Reproduce the data below unchanged except for one swap: every "neighboring house" becomes "house next door".

*Input records*:
Begin

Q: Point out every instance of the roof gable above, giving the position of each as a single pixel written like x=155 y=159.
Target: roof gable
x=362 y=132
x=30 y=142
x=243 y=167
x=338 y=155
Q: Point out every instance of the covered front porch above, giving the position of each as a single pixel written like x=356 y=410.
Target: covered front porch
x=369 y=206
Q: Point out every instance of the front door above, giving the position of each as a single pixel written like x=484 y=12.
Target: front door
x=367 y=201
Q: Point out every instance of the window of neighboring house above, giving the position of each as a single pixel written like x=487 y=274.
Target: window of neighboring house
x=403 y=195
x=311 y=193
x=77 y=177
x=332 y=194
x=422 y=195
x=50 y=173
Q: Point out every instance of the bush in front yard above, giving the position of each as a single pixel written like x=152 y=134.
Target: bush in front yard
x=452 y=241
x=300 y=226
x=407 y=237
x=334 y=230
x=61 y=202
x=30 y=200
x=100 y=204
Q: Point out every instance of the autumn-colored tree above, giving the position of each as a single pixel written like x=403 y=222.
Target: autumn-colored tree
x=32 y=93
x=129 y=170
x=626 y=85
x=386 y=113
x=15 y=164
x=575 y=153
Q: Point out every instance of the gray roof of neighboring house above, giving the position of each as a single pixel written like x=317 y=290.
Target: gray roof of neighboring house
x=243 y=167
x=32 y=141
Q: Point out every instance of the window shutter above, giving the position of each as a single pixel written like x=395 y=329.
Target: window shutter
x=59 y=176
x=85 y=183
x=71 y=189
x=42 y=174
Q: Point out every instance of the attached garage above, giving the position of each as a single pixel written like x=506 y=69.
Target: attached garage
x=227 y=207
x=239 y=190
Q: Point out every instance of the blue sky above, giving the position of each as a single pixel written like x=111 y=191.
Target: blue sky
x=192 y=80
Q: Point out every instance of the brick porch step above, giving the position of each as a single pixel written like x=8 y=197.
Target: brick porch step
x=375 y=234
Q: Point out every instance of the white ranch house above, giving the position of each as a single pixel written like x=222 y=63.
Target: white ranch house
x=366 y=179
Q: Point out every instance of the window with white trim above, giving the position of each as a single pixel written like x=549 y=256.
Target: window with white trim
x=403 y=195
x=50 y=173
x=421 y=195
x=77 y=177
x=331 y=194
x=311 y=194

End

*Written response*:
Q: Point out every instance of the roof gable above, giving the position of each as a single pixel written like x=155 y=159.
Target: roof gable
x=362 y=132
x=30 y=142
x=243 y=167
x=338 y=155
Q: Point out every instance of the covered front porch above, giving the position of each as a single pixel written like x=356 y=410.
Target: covered front porch
x=369 y=206
Q: Point out every instance of the front door above, giving the position of each as a single pixel written like x=484 y=12.
Target: front door
x=367 y=201
Q: Point out every instance of the window of house next door above, giving the position of each as a single pixel written like x=487 y=274.
Target: window of house next door
x=403 y=195
x=311 y=193
x=77 y=177
x=332 y=194
x=422 y=195
x=50 y=173
Q: Point out every instance of the bush in front yard above, giving the position of each as a single pixel written like x=152 y=134.
Target: bush in front yard
x=452 y=241
x=300 y=226
x=407 y=237
x=334 y=230
x=61 y=202
x=30 y=200
x=100 y=204
Q: Point out every instance of the autumn-colored tree above, giving the position of each as a single pixel written like x=403 y=222.
Target: autumn-colored tree
x=32 y=93
x=129 y=170
x=626 y=85
x=386 y=113
x=15 y=164
x=575 y=153
Q: Point out every instance of the gray roof of house next door above, giving the position of each as a single pixel written like x=317 y=290.
Target: gray roof of house next door
x=243 y=167
x=32 y=141
Q: Point out every instance of the window shutter above, giving the position of each as a single pixel written like x=395 y=329.
Target: window shutter
x=59 y=176
x=85 y=183
x=71 y=189
x=42 y=174
Q: Point out every instance of the attached garage above, giving the position of each as a single pixel written like x=506 y=69.
Target: attached garage
x=227 y=207
x=239 y=190
Q: Point out every instance of the blue sky above, giving the position of each as a single pixel written like x=111 y=191.
Target: blue sky
x=192 y=80
Q: Point out every instance of the brick porch step above, giving the position of each as a single pixel written like x=8 y=197.
Target: brick porch step
x=375 y=234
Q: Point out every instance of the white ranch house above, giving the position of each as a single pixel written like x=222 y=63.
Target: white ranch house
x=366 y=179
Q: Point out every instance of the window with white trim above, giving the position of each as a single pixel written like x=549 y=256.
Target: window with white trim
x=403 y=195
x=50 y=173
x=421 y=195
x=77 y=177
x=331 y=194
x=311 y=194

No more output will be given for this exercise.